» Tarefa proposta
Apresente em forma de lista numerada as linhas abaixo, começando pela que contém "Target: water reflection" e indo até a última, ambas incluídas. Deixe de fora as linhas em branco.

» Dados do exercício
----------------

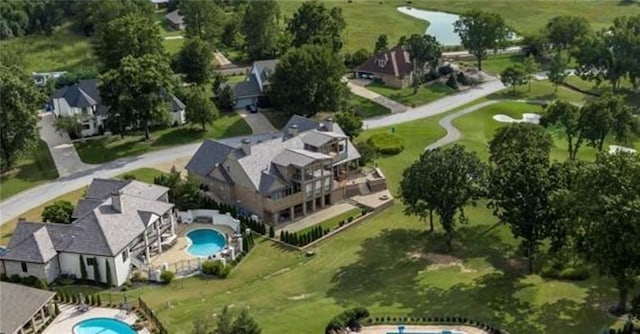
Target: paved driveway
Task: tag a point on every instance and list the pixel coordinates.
(258, 123)
(436, 107)
(62, 150)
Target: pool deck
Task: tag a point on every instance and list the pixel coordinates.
(69, 317)
(409, 329)
(179, 252)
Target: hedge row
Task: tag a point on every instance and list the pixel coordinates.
(439, 320)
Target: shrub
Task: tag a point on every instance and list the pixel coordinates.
(445, 70)
(386, 143)
(452, 82)
(167, 276)
(211, 267)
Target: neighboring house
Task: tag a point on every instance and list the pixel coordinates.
(118, 224)
(83, 99)
(175, 20)
(281, 177)
(248, 91)
(24, 309)
(392, 67)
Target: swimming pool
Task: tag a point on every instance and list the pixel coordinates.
(205, 242)
(102, 326)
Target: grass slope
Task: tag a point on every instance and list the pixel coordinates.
(426, 93)
(35, 169)
(96, 151)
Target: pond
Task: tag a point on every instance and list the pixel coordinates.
(440, 24)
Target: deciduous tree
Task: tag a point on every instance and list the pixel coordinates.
(480, 32)
(59, 212)
(130, 35)
(514, 76)
(605, 207)
(19, 104)
(520, 187)
(260, 27)
(445, 180)
(567, 116)
(308, 80)
(313, 23)
(194, 61)
(200, 109)
(138, 91)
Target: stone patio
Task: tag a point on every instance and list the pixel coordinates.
(69, 317)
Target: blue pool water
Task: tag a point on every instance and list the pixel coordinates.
(102, 326)
(205, 242)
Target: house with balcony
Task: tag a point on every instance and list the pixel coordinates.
(83, 99)
(117, 225)
(284, 176)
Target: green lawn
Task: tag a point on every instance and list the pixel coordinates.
(496, 64)
(426, 93)
(333, 222)
(97, 151)
(64, 50)
(35, 169)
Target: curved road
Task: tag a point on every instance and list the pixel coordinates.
(23, 201)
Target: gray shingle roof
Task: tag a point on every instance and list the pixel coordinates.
(36, 247)
(247, 88)
(207, 156)
(19, 304)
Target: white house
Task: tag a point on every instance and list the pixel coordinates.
(83, 99)
(118, 224)
(248, 91)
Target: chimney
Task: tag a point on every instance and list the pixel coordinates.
(116, 202)
(329, 124)
(293, 130)
(245, 144)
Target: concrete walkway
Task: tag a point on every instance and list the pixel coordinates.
(62, 150)
(357, 87)
(258, 122)
(436, 107)
(317, 217)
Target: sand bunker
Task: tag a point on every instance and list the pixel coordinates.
(532, 118)
(617, 148)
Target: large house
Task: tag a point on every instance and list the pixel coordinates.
(392, 67)
(248, 91)
(83, 99)
(284, 176)
(118, 224)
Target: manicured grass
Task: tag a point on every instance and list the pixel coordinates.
(332, 222)
(35, 214)
(367, 108)
(496, 64)
(96, 151)
(35, 169)
(426, 93)
(64, 50)
(479, 127)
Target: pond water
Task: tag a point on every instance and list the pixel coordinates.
(440, 24)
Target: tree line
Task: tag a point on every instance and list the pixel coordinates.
(586, 208)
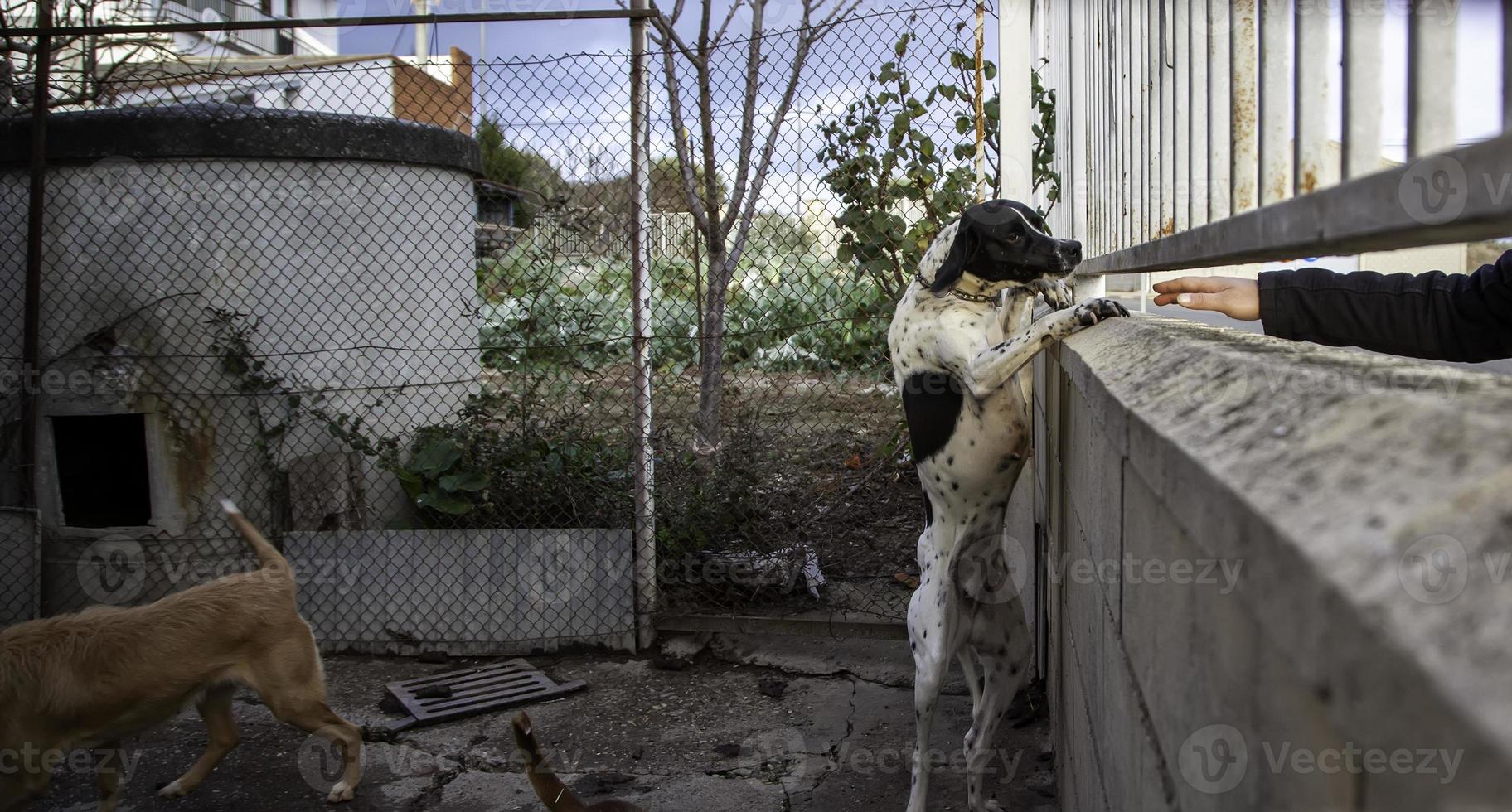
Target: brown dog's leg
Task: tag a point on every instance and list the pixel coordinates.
(109, 764)
(319, 718)
(220, 723)
(291, 681)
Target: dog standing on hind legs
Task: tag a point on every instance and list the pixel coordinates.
(961, 363)
(88, 679)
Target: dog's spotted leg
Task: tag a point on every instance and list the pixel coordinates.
(109, 767)
(1001, 674)
(220, 723)
(932, 637)
(987, 370)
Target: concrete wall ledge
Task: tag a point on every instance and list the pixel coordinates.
(1363, 509)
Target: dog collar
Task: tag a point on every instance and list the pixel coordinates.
(961, 293)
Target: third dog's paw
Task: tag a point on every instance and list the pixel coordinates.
(1097, 311)
(1057, 293)
(341, 793)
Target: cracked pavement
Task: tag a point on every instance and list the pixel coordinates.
(737, 725)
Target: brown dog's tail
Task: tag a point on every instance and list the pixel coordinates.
(548, 786)
(266, 553)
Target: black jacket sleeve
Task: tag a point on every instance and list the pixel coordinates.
(1451, 318)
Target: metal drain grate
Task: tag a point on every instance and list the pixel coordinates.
(473, 691)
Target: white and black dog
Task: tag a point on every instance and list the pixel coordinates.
(962, 366)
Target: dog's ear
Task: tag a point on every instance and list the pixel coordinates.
(961, 251)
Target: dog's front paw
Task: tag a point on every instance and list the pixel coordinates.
(1057, 293)
(341, 793)
(1097, 311)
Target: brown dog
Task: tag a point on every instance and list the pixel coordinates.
(548, 786)
(85, 681)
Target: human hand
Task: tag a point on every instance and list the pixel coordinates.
(1233, 297)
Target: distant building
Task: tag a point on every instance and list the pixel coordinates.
(431, 91)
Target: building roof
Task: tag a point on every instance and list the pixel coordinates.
(502, 190)
(201, 69)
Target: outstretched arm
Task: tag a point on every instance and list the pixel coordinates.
(1442, 317)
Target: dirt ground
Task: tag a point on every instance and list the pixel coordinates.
(714, 725)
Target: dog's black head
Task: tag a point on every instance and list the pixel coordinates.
(1003, 241)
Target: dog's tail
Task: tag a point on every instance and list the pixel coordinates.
(548, 786)
(266, 553)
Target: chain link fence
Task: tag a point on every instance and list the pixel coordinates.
(386, 304)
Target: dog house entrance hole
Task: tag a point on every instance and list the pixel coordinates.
(102, 471)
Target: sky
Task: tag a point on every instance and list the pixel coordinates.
(570, 88)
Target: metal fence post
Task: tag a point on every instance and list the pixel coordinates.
(640, 274)
(31, 341)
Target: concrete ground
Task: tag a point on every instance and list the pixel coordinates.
(714, 725)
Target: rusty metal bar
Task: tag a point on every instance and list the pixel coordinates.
(343, 22)
(1432, 26)
(1181, 106)
(35, 227)
(1220, 111)
(1313, 157)
(1506, 65)
(1199, 111)
(1363, 62)
(1275, 85)
(1358, 215)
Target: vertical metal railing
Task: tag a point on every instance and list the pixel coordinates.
(1185, 117)
(644, 476)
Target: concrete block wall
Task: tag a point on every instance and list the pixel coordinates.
(1278, 575)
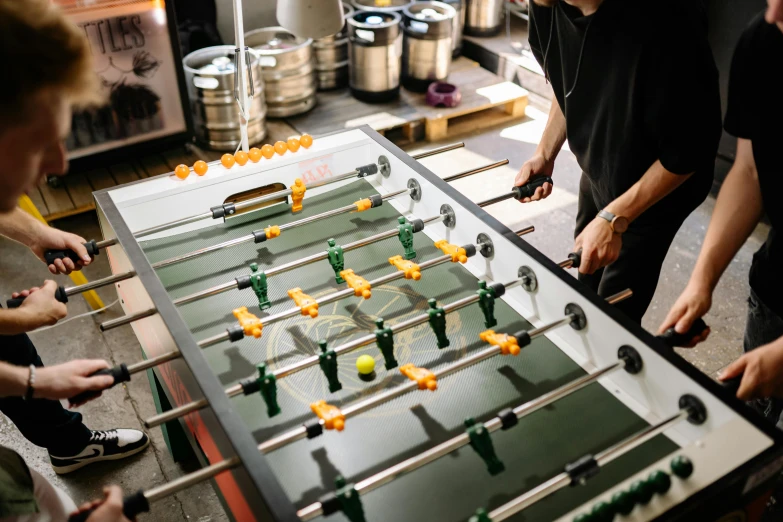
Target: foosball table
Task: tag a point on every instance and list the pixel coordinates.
(345, 336)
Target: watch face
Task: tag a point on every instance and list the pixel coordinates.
(620, 224)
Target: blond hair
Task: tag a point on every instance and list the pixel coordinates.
(40, 49)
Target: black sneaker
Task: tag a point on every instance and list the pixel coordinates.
(104, 445)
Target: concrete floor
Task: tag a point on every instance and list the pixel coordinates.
(125, 406)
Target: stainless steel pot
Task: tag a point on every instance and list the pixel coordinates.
(331, 57)
(484, 17)
(426, 48)
(375, 51)
(209, 74)
(458, 26)
(288, 70)
(381, 6)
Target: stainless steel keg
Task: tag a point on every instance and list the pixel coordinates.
(288, 70)
(331, 57)
(381, 6)
(458, 26)
(426, 48)
(375, 52)
(483, 17)
(210, 75)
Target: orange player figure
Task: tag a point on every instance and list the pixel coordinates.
(331, 415)
(457, 253)
(361, 287)
(306, 303)
(411, 269)
(297, 194)
(508, 344)
(250, 324)
(423, 377)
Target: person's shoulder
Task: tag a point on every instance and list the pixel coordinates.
(757, 32)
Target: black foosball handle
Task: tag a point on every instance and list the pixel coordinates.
(59, 294)
(528, 190)
(51, 255)
(132, 505)
(120, 374)
(672, 338)
(732, 385)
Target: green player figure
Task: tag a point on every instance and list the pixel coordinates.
(327, 360)
(405, 233)
(384, 338)
(437, 319)
(487, 304)
(258, 282)
(336, 259)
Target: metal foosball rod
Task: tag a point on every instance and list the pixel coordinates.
(406, 270)
(486, 293)
(578, 472)
(227, 209)
(252, 385)
(139, 502)
(502, 344)
(63, 293)
(261, 235)
(477, 435)
(256, 236)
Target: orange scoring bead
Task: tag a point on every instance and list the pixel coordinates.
(411, 269)
(254, 154)
(307, 304)
(241, 158)
(331, 415)
(508, 344)
(200, 167)
(267, 151)
(306, 140)
(457, 253)
(361, 287)
(293, 144)
(182, 171)
(423, 377)
(297, 195)
(250, 324)
(281, 147)
(227, 160)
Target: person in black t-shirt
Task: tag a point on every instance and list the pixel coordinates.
(636, 95)
(752, 188)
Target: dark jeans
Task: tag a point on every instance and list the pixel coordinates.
(645, 245)
(763, 327)
(43, 422)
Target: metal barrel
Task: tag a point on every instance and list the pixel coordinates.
(427, 45)
(483, 17)
(209, 75)
(331, 57)
(288, 69)
(375, 54)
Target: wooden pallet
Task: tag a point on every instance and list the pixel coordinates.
(75, 194)
(487, 100)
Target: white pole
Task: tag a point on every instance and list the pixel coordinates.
(241, 72)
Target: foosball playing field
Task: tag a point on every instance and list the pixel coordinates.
(369, 344)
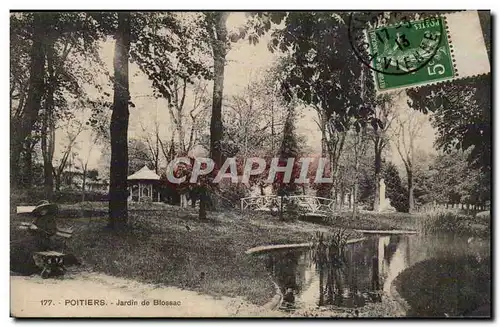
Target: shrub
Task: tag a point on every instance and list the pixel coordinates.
(444, 222)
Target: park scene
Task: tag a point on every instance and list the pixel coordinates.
(245, 164)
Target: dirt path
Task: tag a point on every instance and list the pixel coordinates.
(99, 295)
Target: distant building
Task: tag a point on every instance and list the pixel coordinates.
(144, 185)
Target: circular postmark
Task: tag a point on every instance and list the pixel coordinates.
(393, 43)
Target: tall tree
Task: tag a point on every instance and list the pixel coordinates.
(380, 136)
(407, 131)
(118, 212)
(22, 126)
(216, 25)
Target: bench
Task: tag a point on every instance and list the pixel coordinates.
(51, 263)
(61, 232)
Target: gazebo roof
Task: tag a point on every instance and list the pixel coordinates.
(144, 174)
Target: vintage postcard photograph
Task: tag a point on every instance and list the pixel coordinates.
(216, 164)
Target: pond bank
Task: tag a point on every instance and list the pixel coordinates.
(172, 247)
(447, 287)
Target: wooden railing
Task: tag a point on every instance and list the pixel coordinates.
(311, 204)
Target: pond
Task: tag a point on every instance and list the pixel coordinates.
(371, 266)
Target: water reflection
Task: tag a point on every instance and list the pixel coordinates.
(370, 268)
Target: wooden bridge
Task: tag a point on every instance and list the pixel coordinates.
(312, 205)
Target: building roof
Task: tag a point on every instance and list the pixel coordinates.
(144, 174)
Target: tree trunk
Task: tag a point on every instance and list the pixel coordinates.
(411, 203)
(219, 52)
(378, 169)
(202, 214)
(57, 180)
(84, 180)
(48, 116)
(355, 199)
(118, 211)
(27, 157)
(23, 126)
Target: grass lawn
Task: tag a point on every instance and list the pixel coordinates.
(169, 245)
(370, 220)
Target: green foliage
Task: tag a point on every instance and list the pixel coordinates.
(394, 188)
(443, 222)
(166, 49)
(323, 70)
(446, 286)
(451, 179)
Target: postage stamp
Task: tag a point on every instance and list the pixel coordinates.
(217, 164)
(408, 53)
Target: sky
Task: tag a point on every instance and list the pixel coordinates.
(244, 63)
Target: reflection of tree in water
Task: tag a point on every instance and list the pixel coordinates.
(329, 254)
(391, 248)
(284, 266)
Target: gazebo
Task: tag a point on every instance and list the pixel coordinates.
(143, 185)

----------------

» Solução da tarefa
1. Target: water reflection
2. Task: tag a point on every instance and list the pixel coordinates.
3. (370, 268)
4. Target: wooden bridge
5. Task: tag a point on every instance and list the pixel coordinates.
6. (312, 205)
7. Target: building roof
8. Task: tag a point on every instance and list the pixel coordinates.
9. (144, 174)
10. Target: tree trunk
11. Task: tag a point on every instance and list the pixel coordinates.
12. (411, 203)
13. (219, 52)
14. (378, 169)
15. (202, 214)
16. (57, 180)
17. (84, 180)
18. (48, 116)
19. (355, 199)
20. (118, 211)
21. (27, 157)
22. (23, 126)
23. Target: grass lawn
24. Task: tag a point on every instance and list the pixel coordinates.
25. (169, 245)
26. (370, 220)
27. Target: green foliage
28. Task: tag a point on every instance and list the pixel coordinates.
29. (394, 188)
30. (443, 222)
31. (166, 49)
32. (323, 70)
33. (446, 286)
34. (451, 179)
35. Target: postage stamp
36. Task: tag a point on every instance and list the pixel coordinates.
37. (217, 164)
38. (408, 53)
39. Target: sky
40. Task: tag a point on every instance and list the pixel coordinates.
41. (244, 63)
42. Target: reflection of tree in water
43. Task: tag a point on every instance and list the pixel coordinates.
44. (329, 254)
45. (391, 248)
46. (284, 266)
47. Target: gazebo
48. Task: tag a point on every instance and list the pixel coordinates.
49. (143, 185)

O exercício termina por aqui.